◆ Source text:
#####

(started 2010.0712)
Preliminary note: when most people talk about “red
temmoku”, they are referring to a glaze that is
orange or orangy-brown or, at best, an orangy-tomato
color. That isn’t at all what I’m talking
about here.
When I first started making my own glazes, I read Robert Tichane’s book about Ash Glazes. In his discussion of Jian teaware he mentions having been given a chip of glaze, and (assuming I remember this correctly) he says that in transmission it was a brownish yellow color. Jian teaware, however, looks almost black. This is because the bowls are made of a dark stoneware-type clay, and a brownish yellow glaze looks really dark on them; I am using porcelain, and a glaze of that sort is not anywhere near as interesting, at least to me.
The Metropolitan Museum of Art, in NYC, has a photo of a particularly lovely “Hare’s Fur” piece on its Website. As you can see, aside from the crystalline formations that give it the appearance of fur, the glaze appears quite dark.
I decided that what would really suit me would be a glaze that fired out to a deep cherry/mahogany red. On porcelain, such a thing would be lovely.
My first attempt at mixing such a glaze was successful, but as soon as I tried it again, I failed. This taught me two important lessons: you have to sift the clay and the ashes before you weigh them out, because otherwise you don’t know the actual proportions of the glaze. It also helps to keep a searchable record, and very soon after that I started using glaze calculation programs. (I am currently using Tony Hansen’s Insight; but what works for one person is not necessarily optimal for another, so if you are a potter and you are looking for a good glazecalc application, you should definitely try several before you settle on one.)
I fussed and fretted for a long time, firing glaze test after glaze test. I got some very striking things, but nothing I could really call red. True, there were bits of redness here and there on occasional tiles, but not enough to give me a working glaze.
In 2004, after another round of testing, I finally achieved something viable. It looked about like this:
When the level in the bucket started to get a bit low I added more glaze, and the next thing I dipped in it fired out brown instead of red. I have been searching for the key to this for several years now, and every time I think I have it, I get another brown or opaque glaze test out of the kiln. This is discouraging and tiresome, but I have certainly narrowed down the parameters to some extent. I keep going for two reasons: first, the fact that I really want this color. Second, the fact that every once in a while I get a hint of it on a piece or a test tile. The issue seems to be that it is tweaky, and that the key parameters (whatever they turn out to be) must be within a fairly narrow range of values.
I initially thought that the particular type of Red Iron Oxide was the key, or at least one of the keys; but I have since seen some red on pieces that used ordinary synthetic high-purity RIO.
I initially thought that a hot reduction firing was key, but I have some test tiles with red on them that were fired at cone 9 in the electric kiln, and I have seen some red on at least one piece that I fired to cone 9o.

#####

◆ Requirement 1:
Revise everything in the glaze notes from "When I first" down to "least to me.", putting "white clay" in place of "porcelain".
The listing below is unrelated to the glaze notes.

◆ Data shown:
#####

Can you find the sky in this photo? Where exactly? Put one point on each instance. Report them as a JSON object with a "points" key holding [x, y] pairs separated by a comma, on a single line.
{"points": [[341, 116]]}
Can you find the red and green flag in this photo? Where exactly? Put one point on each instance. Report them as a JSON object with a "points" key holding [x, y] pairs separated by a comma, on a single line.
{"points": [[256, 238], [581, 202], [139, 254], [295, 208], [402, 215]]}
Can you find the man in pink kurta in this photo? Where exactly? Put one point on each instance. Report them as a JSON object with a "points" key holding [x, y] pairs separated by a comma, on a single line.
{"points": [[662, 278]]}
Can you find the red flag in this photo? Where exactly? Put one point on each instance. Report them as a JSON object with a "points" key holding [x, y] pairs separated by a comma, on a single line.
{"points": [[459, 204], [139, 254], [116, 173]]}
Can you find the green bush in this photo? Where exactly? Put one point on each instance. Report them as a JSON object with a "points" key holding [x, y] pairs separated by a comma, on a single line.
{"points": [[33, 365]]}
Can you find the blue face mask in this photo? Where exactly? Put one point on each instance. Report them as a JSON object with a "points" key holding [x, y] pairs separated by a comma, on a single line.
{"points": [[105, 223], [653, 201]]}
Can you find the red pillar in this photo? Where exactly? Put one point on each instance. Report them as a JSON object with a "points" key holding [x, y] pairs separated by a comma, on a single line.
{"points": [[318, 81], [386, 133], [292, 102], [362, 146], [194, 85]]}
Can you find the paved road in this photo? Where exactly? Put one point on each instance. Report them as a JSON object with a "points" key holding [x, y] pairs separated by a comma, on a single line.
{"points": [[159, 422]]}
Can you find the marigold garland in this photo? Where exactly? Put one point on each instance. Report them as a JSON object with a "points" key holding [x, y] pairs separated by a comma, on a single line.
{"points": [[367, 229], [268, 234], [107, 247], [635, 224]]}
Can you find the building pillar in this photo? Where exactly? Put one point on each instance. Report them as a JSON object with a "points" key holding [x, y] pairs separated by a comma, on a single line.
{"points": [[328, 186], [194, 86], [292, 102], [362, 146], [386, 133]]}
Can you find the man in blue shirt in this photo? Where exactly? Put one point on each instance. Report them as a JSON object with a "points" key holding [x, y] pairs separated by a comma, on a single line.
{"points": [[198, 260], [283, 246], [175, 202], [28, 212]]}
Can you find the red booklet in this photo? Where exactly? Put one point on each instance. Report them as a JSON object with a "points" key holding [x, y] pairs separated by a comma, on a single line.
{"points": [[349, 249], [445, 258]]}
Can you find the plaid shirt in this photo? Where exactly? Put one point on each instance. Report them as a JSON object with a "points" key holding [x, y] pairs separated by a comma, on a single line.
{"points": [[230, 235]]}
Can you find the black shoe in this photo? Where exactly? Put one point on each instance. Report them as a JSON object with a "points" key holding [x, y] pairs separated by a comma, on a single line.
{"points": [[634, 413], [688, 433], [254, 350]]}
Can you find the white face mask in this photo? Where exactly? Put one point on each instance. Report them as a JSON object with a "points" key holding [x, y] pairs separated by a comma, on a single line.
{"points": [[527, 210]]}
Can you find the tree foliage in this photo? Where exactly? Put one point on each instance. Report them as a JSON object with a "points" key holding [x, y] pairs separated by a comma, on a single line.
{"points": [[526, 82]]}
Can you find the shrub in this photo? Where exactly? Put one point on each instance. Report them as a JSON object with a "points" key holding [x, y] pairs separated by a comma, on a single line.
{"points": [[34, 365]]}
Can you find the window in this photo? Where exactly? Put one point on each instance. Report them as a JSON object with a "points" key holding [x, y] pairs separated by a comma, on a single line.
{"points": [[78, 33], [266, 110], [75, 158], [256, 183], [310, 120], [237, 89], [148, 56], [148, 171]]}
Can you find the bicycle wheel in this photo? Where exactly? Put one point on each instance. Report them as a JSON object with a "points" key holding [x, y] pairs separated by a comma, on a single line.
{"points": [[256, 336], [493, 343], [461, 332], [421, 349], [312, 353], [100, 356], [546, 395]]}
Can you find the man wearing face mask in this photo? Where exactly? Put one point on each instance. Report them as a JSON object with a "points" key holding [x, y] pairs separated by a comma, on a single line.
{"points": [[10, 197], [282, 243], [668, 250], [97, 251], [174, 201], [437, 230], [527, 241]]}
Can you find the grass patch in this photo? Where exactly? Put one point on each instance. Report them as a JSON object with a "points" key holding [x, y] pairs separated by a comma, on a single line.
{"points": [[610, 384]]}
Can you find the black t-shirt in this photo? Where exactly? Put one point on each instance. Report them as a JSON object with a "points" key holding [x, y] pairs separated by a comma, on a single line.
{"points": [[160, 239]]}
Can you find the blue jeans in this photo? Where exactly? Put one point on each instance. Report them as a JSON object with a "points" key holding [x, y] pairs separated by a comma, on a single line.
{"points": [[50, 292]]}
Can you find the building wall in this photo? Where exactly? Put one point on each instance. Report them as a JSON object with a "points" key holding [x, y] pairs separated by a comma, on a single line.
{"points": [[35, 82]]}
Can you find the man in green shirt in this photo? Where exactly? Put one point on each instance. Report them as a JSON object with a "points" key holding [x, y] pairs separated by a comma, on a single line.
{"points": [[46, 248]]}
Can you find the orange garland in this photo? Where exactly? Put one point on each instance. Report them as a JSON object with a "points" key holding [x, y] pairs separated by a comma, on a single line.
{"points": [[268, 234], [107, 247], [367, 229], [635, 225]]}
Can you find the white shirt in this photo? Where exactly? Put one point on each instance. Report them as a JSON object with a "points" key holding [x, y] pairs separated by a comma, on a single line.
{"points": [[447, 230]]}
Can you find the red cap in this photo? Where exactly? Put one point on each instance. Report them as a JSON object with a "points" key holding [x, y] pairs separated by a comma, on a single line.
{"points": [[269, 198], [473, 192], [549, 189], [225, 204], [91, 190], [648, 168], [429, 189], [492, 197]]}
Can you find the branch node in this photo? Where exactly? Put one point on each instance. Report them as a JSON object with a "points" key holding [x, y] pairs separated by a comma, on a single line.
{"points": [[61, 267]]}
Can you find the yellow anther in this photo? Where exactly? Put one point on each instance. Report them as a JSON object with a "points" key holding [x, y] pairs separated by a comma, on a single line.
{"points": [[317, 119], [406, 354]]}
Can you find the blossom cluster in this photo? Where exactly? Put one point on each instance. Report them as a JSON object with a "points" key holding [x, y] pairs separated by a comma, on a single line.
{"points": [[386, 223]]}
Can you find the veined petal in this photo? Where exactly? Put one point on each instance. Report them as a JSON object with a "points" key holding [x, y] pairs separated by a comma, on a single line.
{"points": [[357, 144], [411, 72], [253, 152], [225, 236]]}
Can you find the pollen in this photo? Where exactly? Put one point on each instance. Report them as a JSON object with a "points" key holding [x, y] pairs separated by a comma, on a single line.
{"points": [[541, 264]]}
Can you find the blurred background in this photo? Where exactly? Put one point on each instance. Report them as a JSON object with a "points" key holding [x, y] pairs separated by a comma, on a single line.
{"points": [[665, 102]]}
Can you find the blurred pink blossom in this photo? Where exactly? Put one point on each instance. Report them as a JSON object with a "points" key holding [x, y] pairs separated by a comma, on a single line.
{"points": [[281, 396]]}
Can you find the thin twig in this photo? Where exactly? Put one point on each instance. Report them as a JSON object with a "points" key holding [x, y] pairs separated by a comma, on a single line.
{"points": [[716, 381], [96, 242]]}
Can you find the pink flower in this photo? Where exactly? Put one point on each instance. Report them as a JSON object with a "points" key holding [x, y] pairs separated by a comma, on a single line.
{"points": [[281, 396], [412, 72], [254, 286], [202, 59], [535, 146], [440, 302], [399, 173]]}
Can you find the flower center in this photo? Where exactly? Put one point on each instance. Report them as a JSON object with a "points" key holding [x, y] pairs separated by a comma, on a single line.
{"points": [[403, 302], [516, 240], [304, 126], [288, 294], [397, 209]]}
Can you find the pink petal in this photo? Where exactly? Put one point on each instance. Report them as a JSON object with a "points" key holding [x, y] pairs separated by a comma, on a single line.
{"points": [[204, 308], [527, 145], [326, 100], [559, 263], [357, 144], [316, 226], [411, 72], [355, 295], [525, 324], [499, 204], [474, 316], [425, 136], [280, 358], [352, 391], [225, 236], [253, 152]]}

#####

◆ Requirement 2:
Pull out every line of the listing that contains the string "blurred", matching case exactly.

◆ Written answer 1:
When I first started making my own glazes, I read Robert Tichane’s book about Ash Glazes. In his discussion of Jian teaware he mentions having been given a chip of glaze, and (assuming I remember this correctly) he says that in transmission it was a brownish yellow color. Jian teaware, however, looks almost black. This is because the bowls are made of a dark stoneware-type clay, and a brownish yellow glaze looks really dark on them; I am using white clay, and a glaze of that sort is not anywhere near as interesting, at least to me.

◆ Written answer 2:
Can you find the blurred background in this photo? Where exactly? Put one point on each instance. Report them as a JSON object with a "points" key holding [x, y] pairs separated by a comma, on a single line.
Can you find the blurred pink blossom in this photo? Where exactly? Put one point on each instance. Report them as a JSON object with a "points" key holding [x, y] pairs separated by a comma, on a single line.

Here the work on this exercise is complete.